— begin WORKING DATA —

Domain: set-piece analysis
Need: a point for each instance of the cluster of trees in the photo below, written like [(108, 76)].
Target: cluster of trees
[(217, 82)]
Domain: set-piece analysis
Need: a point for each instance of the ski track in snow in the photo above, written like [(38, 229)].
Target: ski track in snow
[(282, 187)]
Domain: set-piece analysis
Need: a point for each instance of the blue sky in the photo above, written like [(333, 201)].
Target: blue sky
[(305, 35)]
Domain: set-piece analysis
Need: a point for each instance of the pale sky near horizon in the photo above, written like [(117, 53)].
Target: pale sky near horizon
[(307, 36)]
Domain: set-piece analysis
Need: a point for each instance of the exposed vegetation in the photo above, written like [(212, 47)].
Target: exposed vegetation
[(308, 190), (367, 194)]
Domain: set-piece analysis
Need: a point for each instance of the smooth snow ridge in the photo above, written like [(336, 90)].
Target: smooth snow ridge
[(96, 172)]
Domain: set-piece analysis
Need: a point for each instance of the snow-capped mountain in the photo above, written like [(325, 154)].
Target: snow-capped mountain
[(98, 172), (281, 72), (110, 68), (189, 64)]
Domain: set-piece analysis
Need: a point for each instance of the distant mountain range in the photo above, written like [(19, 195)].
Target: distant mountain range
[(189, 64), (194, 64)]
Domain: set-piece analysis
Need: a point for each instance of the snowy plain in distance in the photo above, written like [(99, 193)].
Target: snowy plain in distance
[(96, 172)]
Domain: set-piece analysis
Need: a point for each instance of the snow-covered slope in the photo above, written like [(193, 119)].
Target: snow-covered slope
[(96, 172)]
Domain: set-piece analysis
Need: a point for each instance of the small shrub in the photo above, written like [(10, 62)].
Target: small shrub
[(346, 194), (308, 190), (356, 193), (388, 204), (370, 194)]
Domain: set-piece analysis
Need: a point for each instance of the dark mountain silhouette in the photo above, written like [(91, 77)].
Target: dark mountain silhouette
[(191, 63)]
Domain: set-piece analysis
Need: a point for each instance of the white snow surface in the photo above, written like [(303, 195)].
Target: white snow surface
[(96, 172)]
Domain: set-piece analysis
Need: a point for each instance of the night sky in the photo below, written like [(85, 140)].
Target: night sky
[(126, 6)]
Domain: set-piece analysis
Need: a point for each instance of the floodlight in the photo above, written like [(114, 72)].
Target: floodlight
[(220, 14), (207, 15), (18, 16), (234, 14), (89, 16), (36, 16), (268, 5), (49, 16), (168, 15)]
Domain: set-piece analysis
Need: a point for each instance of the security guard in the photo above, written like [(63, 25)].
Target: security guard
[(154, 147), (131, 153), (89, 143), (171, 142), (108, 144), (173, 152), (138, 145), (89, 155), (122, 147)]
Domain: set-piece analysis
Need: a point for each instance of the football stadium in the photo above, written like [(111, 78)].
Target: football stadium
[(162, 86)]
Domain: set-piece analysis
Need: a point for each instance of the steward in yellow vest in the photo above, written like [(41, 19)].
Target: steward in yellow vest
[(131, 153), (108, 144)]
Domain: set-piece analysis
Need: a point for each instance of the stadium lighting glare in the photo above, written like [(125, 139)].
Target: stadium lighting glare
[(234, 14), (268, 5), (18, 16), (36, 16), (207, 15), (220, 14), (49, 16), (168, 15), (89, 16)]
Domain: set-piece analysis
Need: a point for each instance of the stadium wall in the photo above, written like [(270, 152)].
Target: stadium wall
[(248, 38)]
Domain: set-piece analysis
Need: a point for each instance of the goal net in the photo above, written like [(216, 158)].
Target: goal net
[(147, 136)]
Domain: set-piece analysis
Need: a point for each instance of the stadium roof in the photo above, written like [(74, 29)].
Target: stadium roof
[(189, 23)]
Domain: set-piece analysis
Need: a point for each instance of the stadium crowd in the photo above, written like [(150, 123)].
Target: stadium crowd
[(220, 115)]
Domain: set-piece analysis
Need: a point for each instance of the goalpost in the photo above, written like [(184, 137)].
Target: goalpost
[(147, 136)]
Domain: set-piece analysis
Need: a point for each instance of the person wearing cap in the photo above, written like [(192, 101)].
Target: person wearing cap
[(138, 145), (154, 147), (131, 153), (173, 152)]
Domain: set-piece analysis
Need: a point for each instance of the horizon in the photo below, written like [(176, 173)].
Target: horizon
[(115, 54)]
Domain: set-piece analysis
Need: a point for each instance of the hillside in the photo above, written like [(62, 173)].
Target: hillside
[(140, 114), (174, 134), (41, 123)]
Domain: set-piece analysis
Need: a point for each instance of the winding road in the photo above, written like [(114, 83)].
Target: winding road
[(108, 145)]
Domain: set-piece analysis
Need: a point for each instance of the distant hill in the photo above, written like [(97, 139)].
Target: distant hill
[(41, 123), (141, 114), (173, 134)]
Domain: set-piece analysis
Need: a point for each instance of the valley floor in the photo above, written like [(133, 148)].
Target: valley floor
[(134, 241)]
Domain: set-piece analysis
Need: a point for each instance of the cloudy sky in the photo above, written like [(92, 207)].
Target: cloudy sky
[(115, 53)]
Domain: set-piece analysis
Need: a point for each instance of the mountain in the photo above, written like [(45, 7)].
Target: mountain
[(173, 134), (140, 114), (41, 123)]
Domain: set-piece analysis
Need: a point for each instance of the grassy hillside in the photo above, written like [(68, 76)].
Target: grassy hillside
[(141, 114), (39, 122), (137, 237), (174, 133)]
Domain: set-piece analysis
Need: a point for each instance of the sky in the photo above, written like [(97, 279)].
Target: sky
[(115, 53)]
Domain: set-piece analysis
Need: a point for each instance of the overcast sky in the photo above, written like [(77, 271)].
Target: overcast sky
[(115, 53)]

— end WORKING DATA —

→ TASK TO CARRY OUT:
Can you reproduce all of the records with "set-piece analysis" swapped for "landscape analysis" and nothing else changed?

→ RESPONSE FOR THIS EXERCISE:
Domain: landscape analysis
Need: a point for each instance of the cluster of trees in the photo below, written like [(108, 76)].
Target: cluster of trees
[(217, 82)]
Domain: landscape analysis
Need: a point for each instance of the ski track in snow in the photo above, written like [(38, 229)].
Target: ski track in snow
[(282, 187)]
Domain: landscape analysis
Need: a point for each instance of the blue sky in the photo above, written like [(333, 201)].
Target: blue sky
[(305, 35)]
Domain: landscape analysis
Need: a point for each instance of the pale sky near horizon in the photo above, written like [(117, 53)].
Target: pale sky near horizon
[(307, 36)]
Domain: landscape analysis
Need: a point for each instance of the exposed vegetation in the photo above, written like [(212, 47)].
Target: exposed vegetation
[(308, 190), (367, 194)]
Domain: landscape analysis
Need: a point for each instance of the smooth snow ridge in the photo above, written like [(336, 90)].
Target: smooth snow ridge
[(96, 172)]
Domain: landscape analysis
Need: a point for each instance of the snow-capped mountain in the photo above, written like [(325, 154)].
Target: snow-capped mountain
[(98, 172), (281, 72), (110, 68), (189, 64)]
Domain: landscape analysis
Need: a point for each instance of the distant mountain range in the photo above, written like [(19, 195)].
Target: distant mountain range
[(189, 64), (194, 64)]
Domain: landscape analysis
Need: a point for each instance of the snowy plain in distance in the photo above, written like [(99, 193)].
Target: snowy plain in distance
[(96, 172)]
Domain: landscape analysis
Need: a point for each instance of the snow-covered slope in the photo above, written like [(193, 119)].
Target: snow-covered slope
[(96, 172)]
Domain: landscape analysis
Need: a point for each instance of the small shrub in the photo above, written like [(10, 62)].
Target: small shrub
[(346, 194), (308, 190), (356, 193), (388, 204), (370, 194)]
Domain: landscape analysis
Need: a point for each instance of the dark mountain silhouette in the photo above, written like [(91, 77)].
Target: dark mountain silhouette
[(191, 63)]
Domain: landscape analysis
Need: a point for each instance of the white snow surface in the photo above, written like [(303, 195)].
Target: white snow surface
[(96, 172)]
Domain: landscape analysis
Need: a point for each instance of the night sky in the photo below, written like [(85, 140)].
Target: night sky
[(126, 6)]
Domain: landscape analysis
Need: a point for each instance of the floodlight in the photo above, written like [(114, 72)].
Target: floodlight
[(220, 14), (207, 15), (18, 16), (234, 14), (89, 16), (36, 16), (268, 5), (49, 16), (168, 15)]
Domain: landscape analysis
Need: a point for each instance of the security guard in the photo above, written like [(63, 25)].
Target: security guard
[(154, 147), (131, 153), (89, 143), (171, 142), (108, 144), (173, 152), (138, 145), (89, 155), (122, 147)]
Domain: landscape analysis
Need: a point for each instance of the football stadium in the photo above, written like [(111, 78)].
Target: football stadium
[(162, 86)]
Domain: landscape analysis
Need: a point for each instance of the steward in yellow vest in the photo above, written like [(41, 19)].
Target: steward in yellow vest
[(131, 153), (108, 144)]
Domain: landscape analysis
Need: a point for each instance of the stadium lighting glare in the photo above, written like [(125, 139)].
Target: stadium lighting glare
[(234, 14), (268, 5), (18, 16), (36, 16), (207, 15), (220, 14), (49, 16), (168, 15), (89, 16)]
Domain: landscape analysis
Need: a point for each instance of the stadium wall in the photo above, written like [(270, 152)].
Target: stadium wall
[(248, 38)]
Domain: landscape analysis
Need: a point for each instance of the goal net in the photo above, written like [(216, 158)].
Target: goal net
[(147, 136)]
Domain: landscape analysis
Need: a point for each instance of the stadium roof in the photo above, written like [(74, 29)].
Target: stadium roof
[(189, 23)]
Domain: landscape analysis
Need: a point for each instance of the stadium crowd in the photo above, written like [(150, 123)].
Target: stadium crowd
[(220, 115)]
Domain: landscape analysis
Need: a point for each instance of the goalpost in the photo above, written like [(184, 137)].
Target: goalpost
[(147, 136)]
Domain: landscape analysis
Need: a point for each instance of the person wearing cap in the photo above, written like [(192, 101)].
Target: person wearing cap
[(138, 145), (154, 147), (131, 153), (173, 152)]
Domain: landscape analysis
Need: a point for each instance of the horizon in the photo below, written like [(176, 173)].
Target: horizon
[(115, 54)]
Domain: landscape analysis
Need: a point for each instance of the hillside in the photo above, written like [(62, 173)].
Target: hillside
[(140, 114), (174, 134), (41, 123)]
Domain: landscape analysis
Need: a point for each instance of the winding road in the photo above, written like [(114, 83)].
Target: winding road
[(108, 145)]
Domain: landscape analysis
Need: a point for each instance of the distant hill in the photo above, written like [(97, 139)].
Target: distant hill
[(41, 123), (141, 114), (173, 134)]
Domain: landscape analysis
Need: a point for each instance of the valley floor in the photo above, written like [(133, 148)].
Target: valley floor
[(134, 241)]
Domain: landscape analysis
Need: a point for each instance of the cloudy sky in the photo above, written like [(92, 207)].
Target: cloudy sky
[(115, 53)]
Domain: landscape analysis
Need: a point for each instance of the mountain in the photo above, written like [(45, 7)].
Target: mountain
[(173, 134), (140, 114), (41, 123)]
Domain: landscape analysis
Need: a point for each instance of the grassy hillside in the photo above, written like [(68, 76)].
Target: grassy hillside
[(141, 114), (39, 122), (137, 237), (174, 133)]
Domain: landscape analysis
Need: a point for each instance of the sky in the photo above, written like [(97, 279)].
Target: sky
[(115, 53)]
Domain: landscape analysis
Need: a point for each instance of the overcast sky in the photo above, written like [(77, 271)].
Target: overcast sky
[(115, 53)]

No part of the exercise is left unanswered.